Task:
The response should contain only those lines of the entries below that include the string "trim".
________________
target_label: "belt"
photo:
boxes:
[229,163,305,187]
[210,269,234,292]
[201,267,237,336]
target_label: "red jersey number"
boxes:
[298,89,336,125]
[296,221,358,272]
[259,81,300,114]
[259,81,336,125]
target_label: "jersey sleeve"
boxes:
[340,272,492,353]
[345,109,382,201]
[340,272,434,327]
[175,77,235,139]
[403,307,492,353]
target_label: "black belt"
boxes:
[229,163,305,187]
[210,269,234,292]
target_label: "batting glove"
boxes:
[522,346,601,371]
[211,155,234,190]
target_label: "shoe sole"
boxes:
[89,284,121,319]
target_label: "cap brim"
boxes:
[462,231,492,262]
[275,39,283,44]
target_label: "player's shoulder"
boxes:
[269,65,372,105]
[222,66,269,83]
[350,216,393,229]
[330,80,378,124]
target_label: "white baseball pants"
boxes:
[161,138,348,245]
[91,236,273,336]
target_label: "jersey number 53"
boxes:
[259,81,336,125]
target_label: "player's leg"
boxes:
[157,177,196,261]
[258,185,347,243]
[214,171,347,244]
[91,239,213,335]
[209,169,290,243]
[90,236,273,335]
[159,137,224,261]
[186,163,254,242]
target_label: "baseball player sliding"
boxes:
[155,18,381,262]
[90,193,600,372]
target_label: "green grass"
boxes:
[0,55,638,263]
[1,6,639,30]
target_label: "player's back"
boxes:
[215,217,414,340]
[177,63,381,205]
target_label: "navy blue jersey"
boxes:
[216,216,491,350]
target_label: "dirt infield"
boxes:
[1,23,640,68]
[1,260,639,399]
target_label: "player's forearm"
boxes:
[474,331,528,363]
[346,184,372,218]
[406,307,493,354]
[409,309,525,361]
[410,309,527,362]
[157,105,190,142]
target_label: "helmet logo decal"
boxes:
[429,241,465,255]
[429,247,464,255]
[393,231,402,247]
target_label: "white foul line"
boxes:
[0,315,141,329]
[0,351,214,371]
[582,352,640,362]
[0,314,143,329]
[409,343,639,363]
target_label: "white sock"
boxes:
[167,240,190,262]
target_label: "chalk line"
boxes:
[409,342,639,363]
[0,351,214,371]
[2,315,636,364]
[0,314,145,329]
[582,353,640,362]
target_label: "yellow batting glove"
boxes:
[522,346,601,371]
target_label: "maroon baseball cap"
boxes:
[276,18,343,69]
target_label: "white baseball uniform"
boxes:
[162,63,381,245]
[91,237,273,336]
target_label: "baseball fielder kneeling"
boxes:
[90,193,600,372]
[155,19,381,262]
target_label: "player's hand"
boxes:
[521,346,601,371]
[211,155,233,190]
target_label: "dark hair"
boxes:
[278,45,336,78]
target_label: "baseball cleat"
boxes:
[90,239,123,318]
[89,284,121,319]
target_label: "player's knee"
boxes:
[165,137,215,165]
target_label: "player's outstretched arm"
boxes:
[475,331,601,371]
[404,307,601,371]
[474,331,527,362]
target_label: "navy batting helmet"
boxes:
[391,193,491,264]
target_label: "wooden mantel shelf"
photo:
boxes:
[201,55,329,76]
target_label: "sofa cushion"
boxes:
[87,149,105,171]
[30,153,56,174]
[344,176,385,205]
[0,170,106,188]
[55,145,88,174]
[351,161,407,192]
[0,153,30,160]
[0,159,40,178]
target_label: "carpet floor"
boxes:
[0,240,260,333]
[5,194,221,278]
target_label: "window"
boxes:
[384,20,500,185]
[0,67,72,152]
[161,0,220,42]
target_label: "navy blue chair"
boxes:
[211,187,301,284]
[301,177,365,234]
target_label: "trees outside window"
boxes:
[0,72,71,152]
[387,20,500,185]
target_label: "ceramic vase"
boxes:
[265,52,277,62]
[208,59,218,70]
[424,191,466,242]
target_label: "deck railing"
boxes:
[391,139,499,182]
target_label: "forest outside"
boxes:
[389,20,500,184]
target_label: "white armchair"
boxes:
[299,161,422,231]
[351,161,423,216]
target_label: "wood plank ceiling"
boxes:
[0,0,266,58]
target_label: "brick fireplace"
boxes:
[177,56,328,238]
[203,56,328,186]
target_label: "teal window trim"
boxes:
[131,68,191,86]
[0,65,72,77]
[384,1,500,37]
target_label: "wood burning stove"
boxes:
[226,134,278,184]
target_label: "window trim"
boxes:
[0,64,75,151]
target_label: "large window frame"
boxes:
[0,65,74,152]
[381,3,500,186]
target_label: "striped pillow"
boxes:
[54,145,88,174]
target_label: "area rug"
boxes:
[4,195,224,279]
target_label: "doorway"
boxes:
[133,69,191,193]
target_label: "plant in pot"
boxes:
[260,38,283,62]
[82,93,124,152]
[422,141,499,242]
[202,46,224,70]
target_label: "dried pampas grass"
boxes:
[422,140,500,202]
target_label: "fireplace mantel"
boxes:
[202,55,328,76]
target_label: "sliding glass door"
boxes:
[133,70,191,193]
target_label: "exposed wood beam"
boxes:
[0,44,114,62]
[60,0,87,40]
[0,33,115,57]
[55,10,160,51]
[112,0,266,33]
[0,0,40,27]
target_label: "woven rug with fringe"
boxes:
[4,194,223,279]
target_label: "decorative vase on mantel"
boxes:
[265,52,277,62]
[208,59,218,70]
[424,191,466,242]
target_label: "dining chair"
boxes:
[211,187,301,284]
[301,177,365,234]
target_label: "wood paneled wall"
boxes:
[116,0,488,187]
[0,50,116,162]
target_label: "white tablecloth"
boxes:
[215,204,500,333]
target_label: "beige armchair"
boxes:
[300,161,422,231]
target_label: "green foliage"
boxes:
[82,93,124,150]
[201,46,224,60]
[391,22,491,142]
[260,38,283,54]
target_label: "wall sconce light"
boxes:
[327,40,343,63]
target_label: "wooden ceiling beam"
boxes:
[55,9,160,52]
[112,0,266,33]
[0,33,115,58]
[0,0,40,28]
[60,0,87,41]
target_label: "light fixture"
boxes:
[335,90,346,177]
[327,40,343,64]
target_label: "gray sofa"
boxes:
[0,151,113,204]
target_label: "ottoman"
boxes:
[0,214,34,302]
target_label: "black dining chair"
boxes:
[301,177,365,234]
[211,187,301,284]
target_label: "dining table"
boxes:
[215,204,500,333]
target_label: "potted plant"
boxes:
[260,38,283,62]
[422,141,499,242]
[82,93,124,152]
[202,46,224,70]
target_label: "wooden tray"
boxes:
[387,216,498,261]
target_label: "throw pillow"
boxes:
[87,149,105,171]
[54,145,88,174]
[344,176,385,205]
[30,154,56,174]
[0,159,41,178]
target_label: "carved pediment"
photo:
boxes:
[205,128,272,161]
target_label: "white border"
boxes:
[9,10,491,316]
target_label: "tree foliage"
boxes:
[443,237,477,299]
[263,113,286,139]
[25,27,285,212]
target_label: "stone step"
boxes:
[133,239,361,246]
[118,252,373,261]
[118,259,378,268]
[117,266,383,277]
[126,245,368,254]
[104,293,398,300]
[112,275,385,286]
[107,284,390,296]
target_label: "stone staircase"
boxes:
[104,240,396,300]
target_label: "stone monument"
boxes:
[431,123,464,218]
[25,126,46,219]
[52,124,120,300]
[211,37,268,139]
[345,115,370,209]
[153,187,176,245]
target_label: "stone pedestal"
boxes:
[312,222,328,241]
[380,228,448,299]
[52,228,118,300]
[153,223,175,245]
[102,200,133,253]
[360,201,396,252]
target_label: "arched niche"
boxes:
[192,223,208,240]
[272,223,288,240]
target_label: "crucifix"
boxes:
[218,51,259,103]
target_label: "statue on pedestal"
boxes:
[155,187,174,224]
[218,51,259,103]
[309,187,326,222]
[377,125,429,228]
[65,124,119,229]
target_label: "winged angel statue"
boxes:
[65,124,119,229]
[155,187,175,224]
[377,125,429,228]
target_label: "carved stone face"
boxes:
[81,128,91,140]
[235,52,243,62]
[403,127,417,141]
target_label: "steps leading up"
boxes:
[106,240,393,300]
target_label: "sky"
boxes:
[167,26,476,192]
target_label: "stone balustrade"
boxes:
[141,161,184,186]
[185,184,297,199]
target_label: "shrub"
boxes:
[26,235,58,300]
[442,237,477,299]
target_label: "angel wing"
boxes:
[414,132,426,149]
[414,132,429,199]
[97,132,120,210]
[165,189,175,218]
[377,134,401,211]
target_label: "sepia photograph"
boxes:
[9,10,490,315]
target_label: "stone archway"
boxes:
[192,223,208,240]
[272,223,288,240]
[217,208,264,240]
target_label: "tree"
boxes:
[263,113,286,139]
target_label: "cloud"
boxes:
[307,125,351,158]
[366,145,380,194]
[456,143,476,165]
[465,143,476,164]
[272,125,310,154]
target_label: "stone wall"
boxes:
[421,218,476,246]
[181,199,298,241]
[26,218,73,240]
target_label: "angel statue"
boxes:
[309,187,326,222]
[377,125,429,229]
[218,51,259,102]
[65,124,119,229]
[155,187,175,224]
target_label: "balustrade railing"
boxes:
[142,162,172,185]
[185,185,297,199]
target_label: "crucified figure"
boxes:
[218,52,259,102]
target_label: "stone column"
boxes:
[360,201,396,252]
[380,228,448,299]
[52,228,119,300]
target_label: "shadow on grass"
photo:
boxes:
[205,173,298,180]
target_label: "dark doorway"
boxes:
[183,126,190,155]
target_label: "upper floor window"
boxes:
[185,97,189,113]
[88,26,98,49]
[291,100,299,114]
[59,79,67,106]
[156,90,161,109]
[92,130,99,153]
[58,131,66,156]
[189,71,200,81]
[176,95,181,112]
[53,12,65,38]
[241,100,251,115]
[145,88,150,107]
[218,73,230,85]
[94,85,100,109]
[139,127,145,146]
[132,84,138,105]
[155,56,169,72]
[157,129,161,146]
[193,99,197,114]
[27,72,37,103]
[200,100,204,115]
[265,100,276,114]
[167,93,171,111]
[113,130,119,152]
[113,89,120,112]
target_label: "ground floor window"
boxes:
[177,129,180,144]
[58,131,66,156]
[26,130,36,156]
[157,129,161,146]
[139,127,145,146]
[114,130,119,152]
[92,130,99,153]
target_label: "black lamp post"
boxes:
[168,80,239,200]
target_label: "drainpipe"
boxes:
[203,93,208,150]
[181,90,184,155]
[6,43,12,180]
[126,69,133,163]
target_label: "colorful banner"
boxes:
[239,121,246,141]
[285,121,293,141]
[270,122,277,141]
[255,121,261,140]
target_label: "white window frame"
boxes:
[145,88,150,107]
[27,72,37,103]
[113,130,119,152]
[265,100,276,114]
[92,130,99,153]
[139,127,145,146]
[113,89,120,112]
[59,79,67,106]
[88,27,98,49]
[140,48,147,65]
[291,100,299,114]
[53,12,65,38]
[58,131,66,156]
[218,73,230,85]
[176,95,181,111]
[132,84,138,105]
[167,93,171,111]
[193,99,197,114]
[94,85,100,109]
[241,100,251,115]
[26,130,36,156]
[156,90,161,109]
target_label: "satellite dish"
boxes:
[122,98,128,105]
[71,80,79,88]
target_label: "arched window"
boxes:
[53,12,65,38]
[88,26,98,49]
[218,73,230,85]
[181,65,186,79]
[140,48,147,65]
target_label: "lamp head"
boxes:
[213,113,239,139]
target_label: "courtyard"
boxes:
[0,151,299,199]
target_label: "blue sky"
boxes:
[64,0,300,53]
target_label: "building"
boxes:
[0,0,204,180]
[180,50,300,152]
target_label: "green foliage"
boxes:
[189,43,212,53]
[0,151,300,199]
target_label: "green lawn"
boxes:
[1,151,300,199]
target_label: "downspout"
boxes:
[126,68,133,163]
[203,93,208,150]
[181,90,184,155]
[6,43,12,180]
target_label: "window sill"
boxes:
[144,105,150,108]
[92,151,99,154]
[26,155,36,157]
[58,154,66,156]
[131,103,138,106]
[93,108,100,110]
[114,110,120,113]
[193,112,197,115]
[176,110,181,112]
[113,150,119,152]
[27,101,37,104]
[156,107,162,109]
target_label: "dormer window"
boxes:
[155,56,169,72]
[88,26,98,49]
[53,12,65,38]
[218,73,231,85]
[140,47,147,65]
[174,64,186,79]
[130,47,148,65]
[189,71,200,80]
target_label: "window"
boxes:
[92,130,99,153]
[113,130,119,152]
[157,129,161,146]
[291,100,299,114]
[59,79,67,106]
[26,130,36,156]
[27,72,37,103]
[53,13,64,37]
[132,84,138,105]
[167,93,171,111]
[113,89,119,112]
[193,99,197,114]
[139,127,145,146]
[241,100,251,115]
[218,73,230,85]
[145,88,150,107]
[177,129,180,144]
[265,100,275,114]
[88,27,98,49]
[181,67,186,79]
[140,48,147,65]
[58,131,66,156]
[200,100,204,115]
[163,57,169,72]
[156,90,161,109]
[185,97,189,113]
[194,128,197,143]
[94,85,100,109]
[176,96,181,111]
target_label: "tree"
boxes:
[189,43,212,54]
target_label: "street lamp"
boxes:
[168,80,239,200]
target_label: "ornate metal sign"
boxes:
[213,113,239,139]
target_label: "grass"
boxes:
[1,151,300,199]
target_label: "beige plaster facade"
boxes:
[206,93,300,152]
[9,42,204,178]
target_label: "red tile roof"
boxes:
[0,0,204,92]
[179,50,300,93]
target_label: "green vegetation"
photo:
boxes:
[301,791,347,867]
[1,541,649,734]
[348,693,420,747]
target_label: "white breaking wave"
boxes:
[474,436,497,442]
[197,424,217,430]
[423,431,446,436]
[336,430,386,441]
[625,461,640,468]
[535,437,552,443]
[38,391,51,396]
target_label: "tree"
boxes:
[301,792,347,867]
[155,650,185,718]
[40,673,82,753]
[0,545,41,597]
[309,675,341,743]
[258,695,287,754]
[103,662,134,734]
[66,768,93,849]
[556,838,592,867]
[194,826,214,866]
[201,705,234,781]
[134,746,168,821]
________________
Answer to this task:
target_label: "teal window trim"
target_label: "window trim"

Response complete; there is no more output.